Identify every line in the items below that contains the word "photo" and copy each such line.

> EXERCISE MATERIAL:
┌──
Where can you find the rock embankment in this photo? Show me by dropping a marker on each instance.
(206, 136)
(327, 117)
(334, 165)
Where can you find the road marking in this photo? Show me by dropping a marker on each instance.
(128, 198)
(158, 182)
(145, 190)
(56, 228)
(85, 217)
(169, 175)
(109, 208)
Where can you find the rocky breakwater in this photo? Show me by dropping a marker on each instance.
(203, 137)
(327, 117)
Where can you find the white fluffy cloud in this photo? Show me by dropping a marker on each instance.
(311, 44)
└──
┌──
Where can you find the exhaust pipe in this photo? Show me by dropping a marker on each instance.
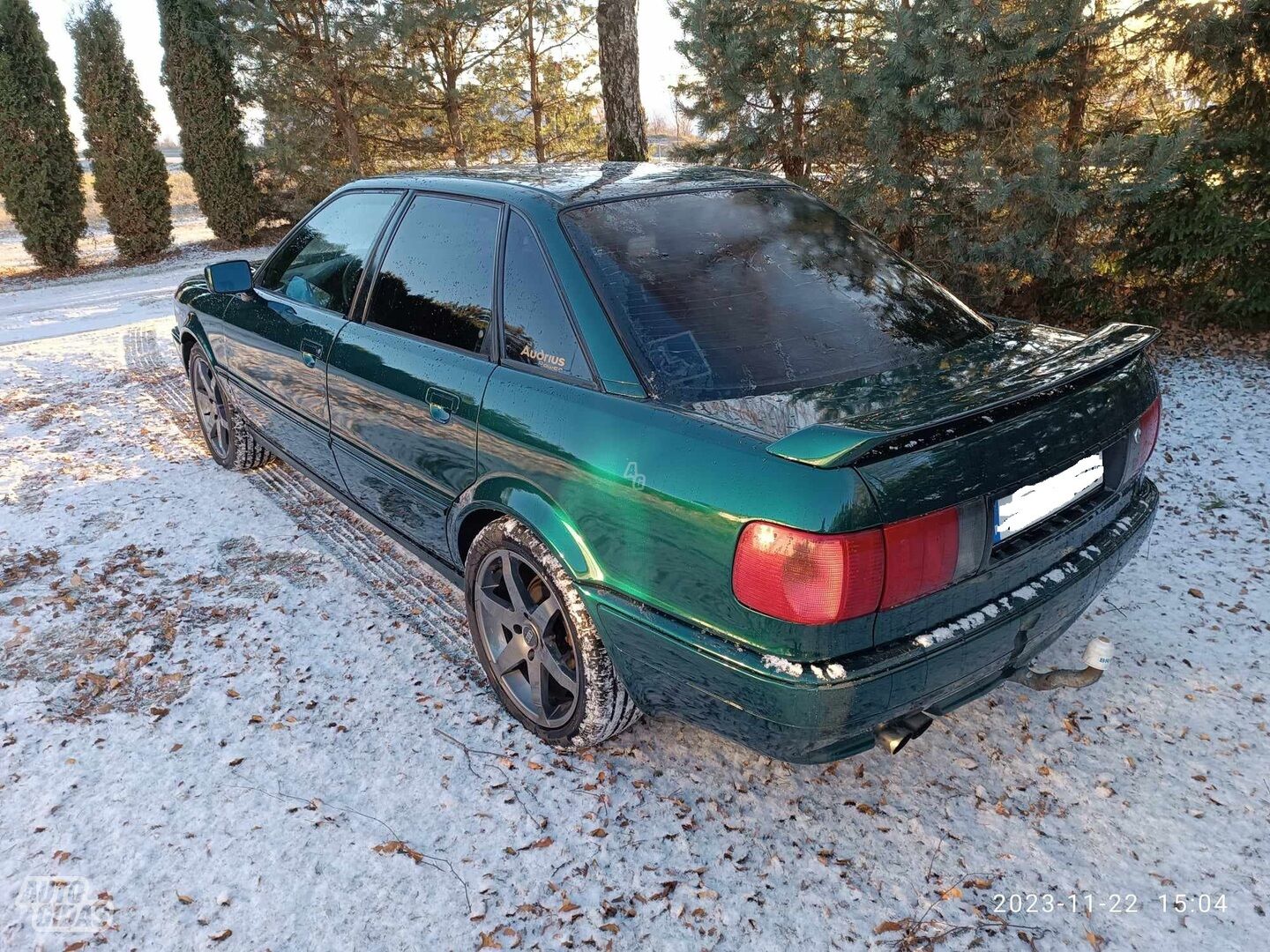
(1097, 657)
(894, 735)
└──
> ANSWER TO THIS TASK:
Where can you find the rock embankment in this photo? Show me by dropping a marker on each instance.
Where can you find the road marking in this photo? Show me by dropping a marker on each instance.
Where can you find the rocky breakwater in this photo? Show me by dropping a marker on each instance.
Where can you find the white fluffy cloud in this photo? Show me by dropping a marker on each instance.
Where can you find the exhaust pipe in this photo? Show me by dropping a marker on each instance.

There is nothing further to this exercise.